■ TEXT PROVIDED:
[start]
The same arguments arise over "plastic body" vs "magnesium" body from time to time.

What most people ignorant in mechanical design will say is that magnesium is SOOOOO much better in all circumstances. Plastic is for wussies. Unfortunately that is also a big fat lie, and demonstrably wrong in so many cases of industrial design that one could think that people should some day learn that different material characteristics have different "best uses" in different scenarios.

Magnesium / aluminium alloys are typically very stiff, and have very high modulus values. This makes it very brittle in many cases - and it also gives the casing extremely small amounts of impact damping. Any force applied to the camera casing is directly transferred without loss on to the mechanics inside.

Drop a camera from table-top height and have it land on a magnesium outer surface (if that outer shell is directly coupled to the inner cage of the camera) and the acceleration stress on the components on the inside of the camera can be between 100 and 1000 times higher than if you have a slightly flexible outer layer on the camera. The exterior of the camera will maybe not even get a dent (since the surface is so hard) - but the risk of something vital inside the camera breaking has been increased almost a hundredfold

Now do the same, but have the camera land on a fiber-reinforced construction plastic in stead. The plastic will deform slightly at impact, and this absorbs most of the extremely high initial acceleration - sparing the innards of the camera (that is still contained in a magnesium cage that holds all the important bits at constant positions) from extreme mechanical stress. The plastic will then hopefully bend back.
[end]
■ REQUEST: Condense the paragraph in the camera body text that begins "Magnesium / aluminium alloys are typically" into a short bulleted list that keeps its main facts. The data after this text plays no part in the work here.

■ GIVEN MATERIAL:
[start]
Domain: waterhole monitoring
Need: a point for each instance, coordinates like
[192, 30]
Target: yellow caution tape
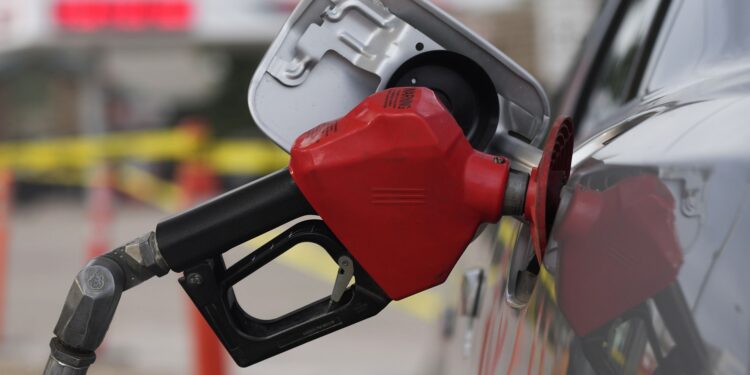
[end]
■ THE REPLY:
- Magnesium/aluminium alloys are usually very stiff, with high modulus values.
- This often makes them brittle and gives the casing very little impact damping.
- Any force on the casing passes directly, without loss, to the mechanics inside.